*WORK TO COMPLETE*:
Render every entry below as a two-column CSV with the header row input,output. Give one row per entry, with the entry's text under input and its answer under output, wrap each field in double quotes, and replace line breaks with spaces.

==== DATASET

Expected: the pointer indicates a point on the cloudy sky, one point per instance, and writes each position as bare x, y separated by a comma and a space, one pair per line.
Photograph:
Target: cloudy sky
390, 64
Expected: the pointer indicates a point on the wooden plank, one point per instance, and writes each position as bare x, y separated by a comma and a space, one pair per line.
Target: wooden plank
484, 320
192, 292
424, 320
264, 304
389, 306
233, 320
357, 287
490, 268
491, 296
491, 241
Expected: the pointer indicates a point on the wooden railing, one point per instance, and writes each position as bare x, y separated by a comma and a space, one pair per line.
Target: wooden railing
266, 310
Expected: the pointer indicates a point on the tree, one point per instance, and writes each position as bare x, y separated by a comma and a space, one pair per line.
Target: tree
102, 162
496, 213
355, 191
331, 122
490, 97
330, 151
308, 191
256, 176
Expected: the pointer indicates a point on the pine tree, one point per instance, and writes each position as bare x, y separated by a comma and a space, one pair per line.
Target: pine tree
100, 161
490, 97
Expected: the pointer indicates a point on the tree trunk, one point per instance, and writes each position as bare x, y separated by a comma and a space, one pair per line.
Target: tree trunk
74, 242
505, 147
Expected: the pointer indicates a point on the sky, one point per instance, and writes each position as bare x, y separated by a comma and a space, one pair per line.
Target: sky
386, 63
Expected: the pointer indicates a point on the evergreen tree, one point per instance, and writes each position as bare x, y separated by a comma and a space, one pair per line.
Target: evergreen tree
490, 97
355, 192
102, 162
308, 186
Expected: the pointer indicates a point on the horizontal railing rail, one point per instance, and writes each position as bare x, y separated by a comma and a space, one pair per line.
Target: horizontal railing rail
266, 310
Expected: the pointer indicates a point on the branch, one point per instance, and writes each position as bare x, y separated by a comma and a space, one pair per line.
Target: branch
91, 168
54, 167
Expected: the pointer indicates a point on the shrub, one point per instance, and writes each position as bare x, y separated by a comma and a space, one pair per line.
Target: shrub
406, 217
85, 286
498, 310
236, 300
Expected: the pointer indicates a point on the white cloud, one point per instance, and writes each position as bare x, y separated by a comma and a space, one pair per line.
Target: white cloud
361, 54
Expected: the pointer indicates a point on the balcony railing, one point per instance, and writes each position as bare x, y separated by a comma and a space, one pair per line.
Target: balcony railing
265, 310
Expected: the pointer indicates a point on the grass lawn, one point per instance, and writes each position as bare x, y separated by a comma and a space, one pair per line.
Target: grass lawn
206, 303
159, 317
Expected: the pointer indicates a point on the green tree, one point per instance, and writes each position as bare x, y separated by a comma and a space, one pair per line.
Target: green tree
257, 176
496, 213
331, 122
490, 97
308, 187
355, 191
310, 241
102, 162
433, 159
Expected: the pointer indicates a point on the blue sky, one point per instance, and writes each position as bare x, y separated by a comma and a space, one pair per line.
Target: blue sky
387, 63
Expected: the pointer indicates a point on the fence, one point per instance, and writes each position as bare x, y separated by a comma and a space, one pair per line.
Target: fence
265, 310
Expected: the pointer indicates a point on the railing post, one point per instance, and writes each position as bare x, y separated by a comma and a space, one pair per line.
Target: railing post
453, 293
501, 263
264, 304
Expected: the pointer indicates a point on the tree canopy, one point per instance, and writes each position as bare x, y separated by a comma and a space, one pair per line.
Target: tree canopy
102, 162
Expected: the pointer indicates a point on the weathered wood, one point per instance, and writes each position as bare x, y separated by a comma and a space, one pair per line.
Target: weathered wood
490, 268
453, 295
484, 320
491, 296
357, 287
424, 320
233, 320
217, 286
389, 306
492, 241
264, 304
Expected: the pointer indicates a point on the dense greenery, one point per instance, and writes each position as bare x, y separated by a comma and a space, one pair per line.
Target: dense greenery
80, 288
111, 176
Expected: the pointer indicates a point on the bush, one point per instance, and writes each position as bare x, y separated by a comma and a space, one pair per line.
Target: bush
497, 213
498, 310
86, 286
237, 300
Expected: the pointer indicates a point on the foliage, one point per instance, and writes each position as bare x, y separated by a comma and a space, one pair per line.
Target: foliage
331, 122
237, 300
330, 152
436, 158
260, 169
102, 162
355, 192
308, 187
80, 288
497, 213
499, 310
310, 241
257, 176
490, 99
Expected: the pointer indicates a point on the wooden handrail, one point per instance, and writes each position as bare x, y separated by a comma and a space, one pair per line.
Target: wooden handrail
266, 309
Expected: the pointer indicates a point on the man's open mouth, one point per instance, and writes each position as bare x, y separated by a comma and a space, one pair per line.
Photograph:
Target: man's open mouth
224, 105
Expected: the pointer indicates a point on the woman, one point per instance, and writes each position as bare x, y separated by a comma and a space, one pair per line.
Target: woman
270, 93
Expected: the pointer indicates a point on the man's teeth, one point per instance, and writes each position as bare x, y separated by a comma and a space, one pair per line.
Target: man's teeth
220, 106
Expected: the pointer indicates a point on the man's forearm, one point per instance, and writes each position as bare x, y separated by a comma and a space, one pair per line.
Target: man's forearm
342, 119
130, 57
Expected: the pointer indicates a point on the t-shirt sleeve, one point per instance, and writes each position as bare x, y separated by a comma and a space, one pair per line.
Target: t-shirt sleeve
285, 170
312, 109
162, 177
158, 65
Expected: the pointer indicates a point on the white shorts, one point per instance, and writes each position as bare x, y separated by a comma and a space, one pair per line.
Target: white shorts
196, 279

========

*RESULT*:
input,output
"Expected: the pointer indicates a point on the cloudy sky, one point per instance, and writes each position as bare x, y separated by a comma and a space, one pair per line. Photograph: Target: cloudy sky","390, 64"
"Expected: the pointer indicates a point on the wooden plank, one point per instance, and writes each position as bare x, y separated by a comma and a space, one pair per line. Target: wooden plank","484, 320 192, 292 424, 320 264, 304 389, 306 233, 320 357, 287 490, 268 491, 296 491, 241"
"Expected: the pointer indicates a point on the wooden railing, one point per instance, and writes each position as bare x, y separated by a comma and a space, one pair per line. Target: wooden railing","266, 310"
"Expected: the pointer indicates a point on the tree, one point per instance, and writes each position as bare x, y separated by a comma and a space, one pair per line. Target: tree","102, 162 496, 213 355, 191 331, 122 490, 97 330, 151 308, 191 256, 176"
"Expected: the pointer indicates a point on the pine tree, one point per instance, and writes each position as bare x, y separated by a comma and a space, one pair per line. Target: pine tree","100, 161 490, 97"
"Expected: the pointer indicates a point on the tree trunk, one point per instance, and writes each position as bare x, y separated by a comma and a space, one pair per line. Target: tree trunk","74, 242 505, 147"
"Expected: the pointer indicates a point on the sky, one point per instance, and writes each position as bare x, y separated by a comma and a space, one pair per line. Target: sky","386, 63"
"Expected: the pointer indicates a point on the evergreen tree, one point per instance, and writes each position as bare x, y separated by a comma and a space, one pair per line. Target: evergreen tree","490, 97 355, 192 102, 162 308, 186"
"Expected: the pointer indicates a point on the horizontal railing rail, one point per instance, and writes each position as bare x, y separated by a comma and a space, one pair per line. Target: horizontal railing rail","266, 310"
"Expected: the pointer indicates a point on the branch, one point per instance, and writes each position as bare x, y separated by a comma and a space, one pair per line. Target: branch","91, 168 54, 167"
"Expected: the pointer indicates a point on the shrub, one point per instance, and writes each position as bare x, y separated by a comma and a space, one pair per line. Target: shrub","406, 217 85, 286 498, 310 236, 300"
"Expected: the pointer indicates a point on the white cloud, one point per instance, and writes each position as bare x, y separated by a comma and a space, one pair per line. Target: white cloud","361, 54"
"Expected: the pointer indicates a point on the balcony railing, one point per instance, and writes each position as bare x, y separated by a comma and a space, one pair per line. Target: balcony railing","265, 310"
"Expected: the pointer indicates a point on the grass lawn, one point per instance, and writes each position as bare x, y separated by a comma and a space, one pair per line. Target: grass lawn","206, 303 159, 317"
"Expected: the pointer indicates a point on the green tree, one point per instance, and writes each position as bare x, y separated by a comma and a space, one pair per line. Target: green tree","257, 176 496, 213 331, 122 490, 97 308, 187 355, 191 310, 241 102, 162 433, 159"
"Expected: the pointer indicates a point on the blue sky, one point per instance, and writes each position as bare x, y separated by a comma and a space, one pair per line. Target: blue sky","387, 63"
"Expected: the pointer indicates a point on the fence, one point per instance, and writes each position as bare x, y separated by a comma and a space, one pair per line. Target: fence","265, 310"
"Expected: the pointer indicates a point on the railing post, one point per instance, and writes each position as bare x, y separated by a comma and a space, one pair per line. Target: railing post","453, 293 501, 263 264, 304"
"Expected: the pointer indicates a point on the tree canopy, one point per instance, and writes each position as bare x, y separated by a comma and a space, one pair per line. Target: tree canopy","102, 162"
"Expected: the pointer indicates a point on the weathered wood, one point per instance, and writes each position as bare x, y separated by a comma and a space, one pair per line. Target: weathered wood","490, 268 453, 295 484, 320 491, 296 357, 287 424, 320 233, 320 217, 286 389, 306 492, 241 264, 304"
"Expected: the pointer indicates a point on the dense greenery, one point per instance, and writes each position as bare x, y separated by a comma and a space, one pair per line. Target: dense greenery","80, 288 111, 176"
"Expected: the pointer indicates a point on the bush, one point per instance, and writes each position as bare x, y separated by a comma and a space, one pair per line. Target: bush","497, 213 498, 310 86, 286 237, 300"
"Expected: the pointer indicates a point on the foliage, one point per instance, and writes each position as bare x, y separated by a comma and a space, one pair per line. Target: foliage","331, 122 237, 300 330, 152 436, 158 260, 169 102, 162 355, 192 308, 187 80, 288 497, 213 499, 310 310, 241 257, 176 490, 99"
"Expected: the pointer indicates a point on the wooden handrail, one point per instance, and writes each position as bare x, y separated by a comma and a space, one pair per line. Target: wooden handrail","266, 309"
"Expected: the pointer indicates a point on the man's open mouth, one point per instance, and writes each position as bare x, y separated by a comma and a space, one pair per line. Photograph: Target: man's open mouth","224, 105"
"Expected: the pointer indicates a point on the woman, one point per instance, and writes each position as bare x, y separated by a comma and a space, one pair per line. Target: woman","270, 93"
"Expected: the pointer indicates a point on the man's teeth, one point per instance, and writes each position as bare x, y separated by a comma and a space, one pair per line. Target: man's teeth","220, 106"
"Expected: the pointer indicates a point on the man's forearm, one point per instance, and writes each position as bare x, y separated by a comma and a space, one pair per line. Target: man's forearm","342, 119 130, 57"
"Expected: the pointer indicates a point on the t-shirt sleeve, one point per instance, and writes each position as bare x, y separated by a comma and a space, one pair per line. Target: t-shirt sleeve","285, 170 312, 109 162, 177 158, 65"
"Expected: the pointer indicates a point on the white shorts, one point per instance, and writes each position as bare x, y separated by a comma and a space, one pair per line. Target: white shorts","196, 279"